Reproduce only the lines from the line containing "in [537, 107]." to the end of the entries below, including both of those lines.
─── Excerpted data ───
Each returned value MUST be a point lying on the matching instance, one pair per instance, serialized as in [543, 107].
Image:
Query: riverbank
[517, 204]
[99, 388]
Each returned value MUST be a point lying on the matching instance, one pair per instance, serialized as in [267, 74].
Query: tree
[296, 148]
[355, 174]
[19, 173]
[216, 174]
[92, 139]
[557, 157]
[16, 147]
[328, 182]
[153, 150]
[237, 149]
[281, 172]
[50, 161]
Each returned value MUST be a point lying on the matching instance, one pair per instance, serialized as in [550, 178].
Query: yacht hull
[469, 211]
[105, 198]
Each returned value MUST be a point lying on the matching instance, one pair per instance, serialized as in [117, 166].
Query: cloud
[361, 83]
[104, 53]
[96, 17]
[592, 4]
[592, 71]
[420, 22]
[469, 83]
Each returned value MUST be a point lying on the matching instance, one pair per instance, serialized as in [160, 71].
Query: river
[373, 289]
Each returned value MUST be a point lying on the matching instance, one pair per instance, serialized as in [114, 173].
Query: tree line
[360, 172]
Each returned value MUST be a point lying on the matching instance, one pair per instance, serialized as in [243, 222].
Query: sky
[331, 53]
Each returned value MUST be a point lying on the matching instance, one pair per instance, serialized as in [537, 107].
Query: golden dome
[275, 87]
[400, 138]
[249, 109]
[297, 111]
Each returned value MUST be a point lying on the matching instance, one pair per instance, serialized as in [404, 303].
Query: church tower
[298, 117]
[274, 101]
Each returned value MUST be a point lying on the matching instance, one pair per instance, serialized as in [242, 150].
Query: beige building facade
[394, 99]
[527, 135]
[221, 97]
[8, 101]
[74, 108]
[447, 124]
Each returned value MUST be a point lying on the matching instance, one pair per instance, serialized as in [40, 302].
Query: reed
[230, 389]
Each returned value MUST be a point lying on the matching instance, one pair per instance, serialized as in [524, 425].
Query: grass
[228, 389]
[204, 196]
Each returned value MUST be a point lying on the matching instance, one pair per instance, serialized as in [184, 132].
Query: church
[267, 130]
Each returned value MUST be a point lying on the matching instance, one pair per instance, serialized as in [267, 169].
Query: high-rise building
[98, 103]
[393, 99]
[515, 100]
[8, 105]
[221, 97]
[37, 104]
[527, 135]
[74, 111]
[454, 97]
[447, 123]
───
(Written solution):
Each returned value MUST be a point lying on the matching instance, one pair per instance, serialized as in [537, 107].
Query: golden dome
[275, 87]
[400, 138]
[249, 109]
[297, 111]
Each returned value MUST be a point lying on the matching instance, one pair per instance, serialized as in [404, 303].
Query: church tower
[298, 117]
[274, 101]
Each returned value MUST be a point lying on the matching instance, one pair per instance, serialized as in [242, 150].
Query: beige building facade
[394, 99]
[527, 135]
[221, 97]
[8, 101]
[74, 108]
[447, 124]
Each returned value MUST be a point lying on the matching instance, one pair per instance, serialized as in [40, 302].
Query: reed
[230, 389]
Each returned value MUST be a point lying on the matching instance, one pair per instance, serialized as in [524, 425].
Query: grass
[228, 389]
[204, 196]
Each returned value MUST be a point lying on the matching instance, one pair per instance, serialized as in [184, 132].
Query: church
[267, 130]
Each returned value MUST be a point lying on the matching instance, one pair per instance, serialized as in [267, 169].
Query: high-rise building
[98, 103]
[393, 99]
[515, 100]
[8, 105]
[221, 97]
[37, 104]
[527, 135]
[74, 111]
[454, 97]
[447, 123]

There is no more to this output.